What you should do: On the meeting transcription project page, what does the pipeline return in place of a raw wall of text?

Document section:
◆ ◆ ◆ ◆ ◆ ◆ ◆

← Projects

Meeting Transcription & Summaries

Live · 2025

WhisperASRLLMPython

People kept asking the same thing after every meeting: who agreed to what? This pipeline answers it. You drop in a recording, and it returns a tidy summary — decisions, owners, and next steps — instead of a raw wall of text.

The problem

Meeting notes are either skipped or written by whoever was least busy, which means they’re inconsistent and often wrong. The useful signal — this person committed to this thing by this date — gets lost. I wanted that captured automatically and in a shape people would actually read.

The pipeline

flowchart LR
A[Audio file] --> B[Whisper<br/>transcribe]
B --> C[Diarize<br/>who spoke]
C --> D[LLM<br/>summarize]
D --> E[Structured notes<br/>decisions · actions]

Four stages, each one swappable on its own.

Notes from building it

  • Transcription is the easy part now — Whisper handles it well.
  • Diarization (separating speakers) is where most of the mess lives, and it matters because “Sohail will do X” is useless if you can’t tell who Sohail is.

◆ ◆ ◆ ◆ ◆ ◆ ◆

Stored data:

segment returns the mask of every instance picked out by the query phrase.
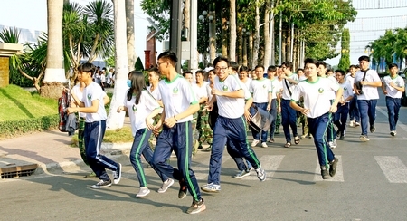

◆ ◆ ◆ ◆ ◆ ◆ ◆

Task solution: A tidy summary of decisions, owners, and next steps.